Provided passage:

----------------------------------------

Bruce Hayden said...

Blogger Mark said...
"Anyone who has done sports could have told you that thinking too much will degrade your performance. If you are thinking too much about your golf swing -- proper grip, drawback, angle, speed, foot spacing, hip turn, keeping your head down, etc. -- it's quite probable you will top the ball or miss it altogether or hit it out of bounds or do some other humiliating thing in front of the others."

Maybe, but the reality is that you do need to concentrate on specific parts of your actions in order to improve them. I think that maybe the thing is that once you get to a certain level of competence, you can put the rest of your actions on automatic and concentrate on the one aspect, without impacting the rest. For me, with skiing, the first season after I had switched to a shaped ski technique, where you carve throughout the turns, instead of the skidding (and even hopping) that we used to do, I had the problem that concentrating on a part of the turns, maybe initiation, pole plant, or body position too much would screw up the rest of the turn. But, ultimately, I developed muscle memory, and my body knew what to do when I wasn't thinking about doing it, so I could safely work on just one aspect, such as making sure I initiated a turn with my downhill little toe. That sort of thing.

----------------------------------------

Required work:
Write out the part of the skiing comment starting with "Maybe, but the" and going on through "sort of thing.", with "muscle memory" replaced by "motor habits".

----------------------------------------

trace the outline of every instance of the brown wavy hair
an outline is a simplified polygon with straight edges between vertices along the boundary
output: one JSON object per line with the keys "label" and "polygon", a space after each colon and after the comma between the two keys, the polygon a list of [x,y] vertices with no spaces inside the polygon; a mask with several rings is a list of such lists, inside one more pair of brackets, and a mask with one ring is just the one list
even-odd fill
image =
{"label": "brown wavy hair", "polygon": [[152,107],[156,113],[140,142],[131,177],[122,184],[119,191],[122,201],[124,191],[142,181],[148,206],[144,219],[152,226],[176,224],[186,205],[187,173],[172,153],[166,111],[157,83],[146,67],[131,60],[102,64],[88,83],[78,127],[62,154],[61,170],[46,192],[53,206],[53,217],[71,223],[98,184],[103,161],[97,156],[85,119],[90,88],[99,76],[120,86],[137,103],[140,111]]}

----------------------------------------

The answer:
Maybe, but the reality is that you do need to concentrate on specific parts of your actions in order to improve them. I think that maybe the thing is that once you get to a certain level of competence, you can put the rest of your actions on automatic and concentrate on the one aspect, without impacting the rest. For me, with skiing, the first season after I had switched to a shaped ski technique, where you carve throughout the turns, instead of the skidding (and even hopping) that we used to do, I had the problem that concentrating on a part of the turns, maybe initiation, pole plant, or body position too much would screw up the rest of the turn. But, ultimately, I developed motor habits, and my body knew what to do when I wasn't thinking about doing it, so I could safely work on just one aspect, such as making sure I initiated a turn with my downhill little toe. That sort of thing.